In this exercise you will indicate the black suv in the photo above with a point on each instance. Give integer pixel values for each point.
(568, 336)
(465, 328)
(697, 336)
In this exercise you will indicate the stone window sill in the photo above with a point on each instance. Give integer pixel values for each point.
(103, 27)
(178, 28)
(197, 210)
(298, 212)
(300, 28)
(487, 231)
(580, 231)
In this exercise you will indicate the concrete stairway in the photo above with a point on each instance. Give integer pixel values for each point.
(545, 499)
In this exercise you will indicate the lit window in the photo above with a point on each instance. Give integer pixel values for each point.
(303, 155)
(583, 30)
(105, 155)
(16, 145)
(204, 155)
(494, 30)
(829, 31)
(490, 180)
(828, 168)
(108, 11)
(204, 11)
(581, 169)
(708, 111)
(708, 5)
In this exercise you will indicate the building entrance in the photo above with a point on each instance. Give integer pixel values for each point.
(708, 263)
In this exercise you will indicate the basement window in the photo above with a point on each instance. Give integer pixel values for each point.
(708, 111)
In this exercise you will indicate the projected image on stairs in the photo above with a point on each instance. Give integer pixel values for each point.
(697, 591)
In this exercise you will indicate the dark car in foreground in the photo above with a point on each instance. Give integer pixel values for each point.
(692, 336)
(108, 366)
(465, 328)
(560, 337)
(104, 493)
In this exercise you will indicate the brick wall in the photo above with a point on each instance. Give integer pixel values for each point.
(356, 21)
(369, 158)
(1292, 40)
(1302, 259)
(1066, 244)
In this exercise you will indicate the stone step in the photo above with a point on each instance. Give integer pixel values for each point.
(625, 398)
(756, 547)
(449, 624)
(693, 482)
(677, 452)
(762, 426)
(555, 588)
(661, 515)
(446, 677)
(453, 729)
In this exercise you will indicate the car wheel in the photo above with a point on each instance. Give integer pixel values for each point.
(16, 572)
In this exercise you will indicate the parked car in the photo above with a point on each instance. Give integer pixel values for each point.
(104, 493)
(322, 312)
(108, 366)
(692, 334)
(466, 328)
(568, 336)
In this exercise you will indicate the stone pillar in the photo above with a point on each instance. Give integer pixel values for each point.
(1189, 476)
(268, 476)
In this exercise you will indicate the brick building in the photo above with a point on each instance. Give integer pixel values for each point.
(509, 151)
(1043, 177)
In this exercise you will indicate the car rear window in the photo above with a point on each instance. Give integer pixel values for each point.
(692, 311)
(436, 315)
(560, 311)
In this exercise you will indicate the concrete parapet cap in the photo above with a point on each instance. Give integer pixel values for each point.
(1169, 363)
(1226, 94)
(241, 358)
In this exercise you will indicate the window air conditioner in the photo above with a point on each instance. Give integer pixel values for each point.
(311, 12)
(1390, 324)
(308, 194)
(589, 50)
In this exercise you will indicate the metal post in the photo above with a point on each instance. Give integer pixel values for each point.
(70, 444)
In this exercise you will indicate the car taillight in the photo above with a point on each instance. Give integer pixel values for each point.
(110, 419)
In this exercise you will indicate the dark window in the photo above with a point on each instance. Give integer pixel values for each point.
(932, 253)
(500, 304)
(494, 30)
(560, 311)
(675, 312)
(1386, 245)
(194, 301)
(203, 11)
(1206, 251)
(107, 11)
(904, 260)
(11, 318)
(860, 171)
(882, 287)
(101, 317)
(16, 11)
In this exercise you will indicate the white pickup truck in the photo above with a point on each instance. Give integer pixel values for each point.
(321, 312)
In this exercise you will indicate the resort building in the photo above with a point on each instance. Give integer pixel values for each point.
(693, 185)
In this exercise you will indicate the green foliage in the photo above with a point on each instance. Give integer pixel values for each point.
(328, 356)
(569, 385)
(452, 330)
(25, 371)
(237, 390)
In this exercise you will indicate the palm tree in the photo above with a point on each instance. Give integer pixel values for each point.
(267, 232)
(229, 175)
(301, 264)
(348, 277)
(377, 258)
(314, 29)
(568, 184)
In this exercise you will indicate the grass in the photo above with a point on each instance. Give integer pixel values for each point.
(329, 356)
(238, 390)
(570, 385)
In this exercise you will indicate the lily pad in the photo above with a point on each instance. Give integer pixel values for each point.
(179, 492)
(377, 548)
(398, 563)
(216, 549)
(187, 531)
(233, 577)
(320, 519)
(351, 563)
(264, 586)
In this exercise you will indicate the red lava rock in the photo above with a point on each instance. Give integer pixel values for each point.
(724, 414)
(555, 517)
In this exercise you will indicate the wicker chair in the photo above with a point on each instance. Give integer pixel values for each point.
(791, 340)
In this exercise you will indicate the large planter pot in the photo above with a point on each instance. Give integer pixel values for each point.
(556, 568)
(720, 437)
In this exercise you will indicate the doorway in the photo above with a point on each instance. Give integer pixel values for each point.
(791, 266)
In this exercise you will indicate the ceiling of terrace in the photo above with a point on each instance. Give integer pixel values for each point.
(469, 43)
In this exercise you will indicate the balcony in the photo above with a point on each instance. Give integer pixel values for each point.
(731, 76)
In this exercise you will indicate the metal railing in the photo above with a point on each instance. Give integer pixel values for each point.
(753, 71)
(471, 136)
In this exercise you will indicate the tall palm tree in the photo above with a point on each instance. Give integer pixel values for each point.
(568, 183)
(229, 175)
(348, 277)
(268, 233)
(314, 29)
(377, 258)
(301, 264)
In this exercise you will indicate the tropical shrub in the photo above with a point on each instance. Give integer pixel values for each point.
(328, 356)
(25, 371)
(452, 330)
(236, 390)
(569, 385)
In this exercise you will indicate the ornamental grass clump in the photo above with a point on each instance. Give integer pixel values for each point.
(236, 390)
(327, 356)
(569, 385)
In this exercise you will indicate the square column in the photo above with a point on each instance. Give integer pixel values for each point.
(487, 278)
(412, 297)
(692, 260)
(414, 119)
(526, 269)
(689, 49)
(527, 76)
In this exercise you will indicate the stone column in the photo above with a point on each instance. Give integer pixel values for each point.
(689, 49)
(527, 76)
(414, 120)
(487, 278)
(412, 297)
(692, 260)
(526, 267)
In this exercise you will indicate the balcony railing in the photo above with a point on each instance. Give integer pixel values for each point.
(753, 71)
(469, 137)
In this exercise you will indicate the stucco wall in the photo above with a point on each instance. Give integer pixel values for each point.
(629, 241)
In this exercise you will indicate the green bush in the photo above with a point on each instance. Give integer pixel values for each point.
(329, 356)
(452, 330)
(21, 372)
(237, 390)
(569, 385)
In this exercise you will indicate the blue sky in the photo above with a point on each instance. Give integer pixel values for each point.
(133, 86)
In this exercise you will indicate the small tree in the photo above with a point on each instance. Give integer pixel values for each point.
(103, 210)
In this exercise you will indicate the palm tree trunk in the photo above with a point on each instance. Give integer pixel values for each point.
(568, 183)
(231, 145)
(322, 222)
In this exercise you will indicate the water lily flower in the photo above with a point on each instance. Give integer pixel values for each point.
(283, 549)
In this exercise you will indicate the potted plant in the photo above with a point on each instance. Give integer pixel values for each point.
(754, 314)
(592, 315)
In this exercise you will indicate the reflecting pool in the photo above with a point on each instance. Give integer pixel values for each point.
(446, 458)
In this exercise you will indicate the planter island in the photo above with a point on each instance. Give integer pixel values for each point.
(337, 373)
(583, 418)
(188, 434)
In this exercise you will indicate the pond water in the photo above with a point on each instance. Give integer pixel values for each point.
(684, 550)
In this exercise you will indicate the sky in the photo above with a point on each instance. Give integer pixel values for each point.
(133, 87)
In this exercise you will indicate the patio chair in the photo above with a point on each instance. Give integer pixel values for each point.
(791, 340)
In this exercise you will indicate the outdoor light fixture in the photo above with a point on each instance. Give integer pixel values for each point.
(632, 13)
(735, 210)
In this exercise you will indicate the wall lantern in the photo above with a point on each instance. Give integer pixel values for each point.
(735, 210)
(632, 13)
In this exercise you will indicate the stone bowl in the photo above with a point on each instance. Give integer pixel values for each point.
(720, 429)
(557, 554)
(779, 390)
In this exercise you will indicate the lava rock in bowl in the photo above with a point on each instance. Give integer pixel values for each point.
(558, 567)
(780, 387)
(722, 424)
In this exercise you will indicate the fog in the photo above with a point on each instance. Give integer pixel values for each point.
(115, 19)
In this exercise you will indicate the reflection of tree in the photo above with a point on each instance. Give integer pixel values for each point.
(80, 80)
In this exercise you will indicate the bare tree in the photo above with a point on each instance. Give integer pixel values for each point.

------------------------------

§ **Given instruction**
Locate the line that contains "In this exercise you will indicate the lava", then please quote it and every line after it to the end of the entries above, exactly and with nothing else.

§ **Solved problem**
In this exercise you will indicate the lava rock in bowl in the photo above with a point on each instance. Give integer pixel values for each point.
(558, 567)
(780, 387)
(722, 424)
In this exercise you will indicate the fog in the photo above with a point on each instance. Give integer pixel values for each point.
(115, 19)
In this exercise you will indicate the reflection of tree in the photo above with a point on each instance. Give integer pixel values for each point.
(80, 80)
In this exercise you will indicate the bare tree in the photo above with a point on each instance. Give integer pixel values for each point.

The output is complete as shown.